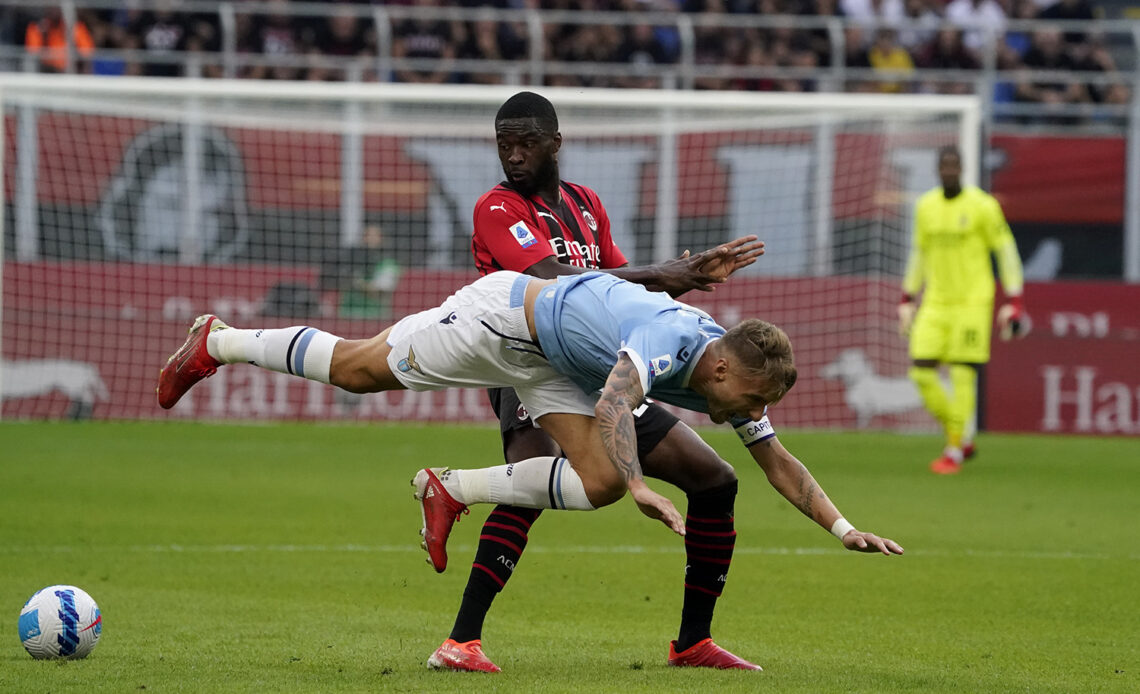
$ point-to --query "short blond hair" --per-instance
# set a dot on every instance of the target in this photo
(764, 350)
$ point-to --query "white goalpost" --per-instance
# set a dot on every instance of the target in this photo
(132, 204)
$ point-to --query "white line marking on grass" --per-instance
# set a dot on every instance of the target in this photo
(994, 554)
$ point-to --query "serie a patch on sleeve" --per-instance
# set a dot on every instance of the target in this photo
(754, 432)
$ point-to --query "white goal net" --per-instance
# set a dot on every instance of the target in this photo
(131, 205)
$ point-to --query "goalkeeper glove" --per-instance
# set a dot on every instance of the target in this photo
(1012, 320)
(906, 310)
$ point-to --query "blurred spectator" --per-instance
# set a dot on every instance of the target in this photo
(1018, 40)
(799, 58)
(48, 39)
(855, 57)
(113, 38)
(643, 50)
(204, 38)
(1048, 54)
(275, 35)
(979, 18)
(758, 57)
(947, 51)
(591, 43)
(710, 49)
(919, 25)
(161, 34)
(361, 278)
(1068, 9)
(339, 35)
(887, 57)
(873, 14)
(1093, 56)
(819, 40)
(429, 39)
(489, 40)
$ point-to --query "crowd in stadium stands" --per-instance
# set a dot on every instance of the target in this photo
(888, 37)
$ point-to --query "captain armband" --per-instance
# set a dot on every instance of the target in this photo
(754, 432)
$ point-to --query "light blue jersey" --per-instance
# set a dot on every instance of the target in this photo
(584, 321)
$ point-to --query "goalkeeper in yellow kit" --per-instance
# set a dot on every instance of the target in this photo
(955, 231)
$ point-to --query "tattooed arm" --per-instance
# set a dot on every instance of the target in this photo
(791, 479)
(620, 396)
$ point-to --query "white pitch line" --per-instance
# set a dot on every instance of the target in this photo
(994, 554)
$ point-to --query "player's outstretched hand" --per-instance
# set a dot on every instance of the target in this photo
(869, 541)
(724, 260)
(1012, 320)
(656, 506)
(708, 268)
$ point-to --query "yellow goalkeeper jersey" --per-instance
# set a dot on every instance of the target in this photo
(951, 247)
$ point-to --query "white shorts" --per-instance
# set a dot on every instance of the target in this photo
(479, 339)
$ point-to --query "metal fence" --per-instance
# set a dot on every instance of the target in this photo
(1106, 82)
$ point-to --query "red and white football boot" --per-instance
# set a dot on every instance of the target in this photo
(440, 512)
(190, 364)
(466, 656)
(707, 654)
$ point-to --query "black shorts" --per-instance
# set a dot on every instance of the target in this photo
(651, 421)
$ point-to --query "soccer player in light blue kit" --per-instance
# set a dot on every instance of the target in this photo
(583, 352)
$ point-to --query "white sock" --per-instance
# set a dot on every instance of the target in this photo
(299, 350)
(543, 482)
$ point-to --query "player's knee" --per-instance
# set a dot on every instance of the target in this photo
(603, 486)
(603, 492)
(360, 366)
(716, 474)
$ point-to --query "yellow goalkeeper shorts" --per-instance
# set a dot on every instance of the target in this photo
(953, 334)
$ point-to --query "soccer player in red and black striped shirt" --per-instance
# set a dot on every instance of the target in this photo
(537, 223)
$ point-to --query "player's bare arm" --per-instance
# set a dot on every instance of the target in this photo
(621, 393)
(676, 276)
(795, 482)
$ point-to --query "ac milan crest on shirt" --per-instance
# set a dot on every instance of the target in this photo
(659, 366)
(523, 235)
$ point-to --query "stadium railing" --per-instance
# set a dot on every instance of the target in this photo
(994, 82)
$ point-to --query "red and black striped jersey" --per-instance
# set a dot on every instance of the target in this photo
(513, 233)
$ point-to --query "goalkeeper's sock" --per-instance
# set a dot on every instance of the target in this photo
(965, 381)
(542, 482)
(931, 391)
(501, 545)
(709, 539)
(299, 350)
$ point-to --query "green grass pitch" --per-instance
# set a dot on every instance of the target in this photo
(285, 558)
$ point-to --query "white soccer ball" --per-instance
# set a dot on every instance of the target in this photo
(59, 621)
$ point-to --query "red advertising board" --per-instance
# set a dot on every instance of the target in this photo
(1079, 370)
(89, 339)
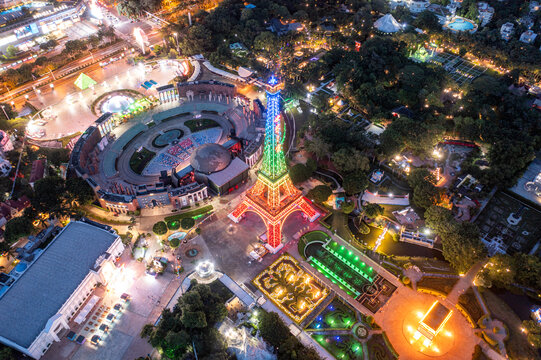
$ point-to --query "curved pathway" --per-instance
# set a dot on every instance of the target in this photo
(124, 170)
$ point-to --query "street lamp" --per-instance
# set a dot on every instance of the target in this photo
(176, 41)
(5, 113)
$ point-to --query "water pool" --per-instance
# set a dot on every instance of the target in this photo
(116, 104)
(460, 24)
(167, 137)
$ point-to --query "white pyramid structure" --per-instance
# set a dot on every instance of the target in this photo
(387, 24)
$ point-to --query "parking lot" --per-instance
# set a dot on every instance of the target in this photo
(123, 333)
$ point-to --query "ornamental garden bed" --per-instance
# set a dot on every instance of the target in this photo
(291, 289)
(469, 303)
(336, 315)
(200, 124)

_Written instruction:_
Only the lines from the one that holds "milan crest on" through the end of the records above should be printed again, exactly as they are. Leave out the pictures.

_Solution to the problem:_
$ point-to --query "ac milan crest on shirt" --per-instance
# set a dot on every instance of the target in this photo
(659, 366)
(523, 235)
$ point-to --query "stadium railing" --per-instance
# set a dot on every instance of the target in this photo
(994, 82)
$ point-to --query "red and black striped jersey" --per-instance
# set a dot on every instance of the target in this photo
(513, 233)
$ point-to --query "goalkeeper's sock" --per-instance
# set a dot on every instance of the target in this photo
(965, 381)
(542, 482)
(931, 391)
(501, 545)
(709, 539)
(299, 350)
$ point-to --query "green grass pitch" --per-instance
# set a dot on every instance of the target in this photo
(285, 558)
$ point-to --query "white soccer ball" --per-instance
# set a dot on every instance of the target in this photo
(59, 621)
$ point-to --query "red advertising board" --per-instance
# set a dot on every instance of the target in this photo
(1079, 370)
(89, 339)
$ point-to --query "curved pathway" --per-instance
# set a dot on every instance of the target in this photo
(124, 170)
$ point-to --query "street lamp" --per-instance
# set a dot on every instance of the target in this photo
(176, 41)
(5, 113)
$ point-to --query "water pool" --per-instance
# set a dot on every instance of the target in this photo
(116, 104)
(460, 24)
(167, 137)
$ point-to --query "white pyramid structure" --per-instance
# set a dot on every instance of the target in this photo
(387, 24)
$ point-to --query "parking lot" --per-instance
# set a dot on every instance of the target in this photo
(123, 333)
$ point-to --query "ornamental garden bed" --per-instance
# set a dot on every instance of the target in this photo
(291, 289)
(469, 303)
(336, 315)
(200, 124)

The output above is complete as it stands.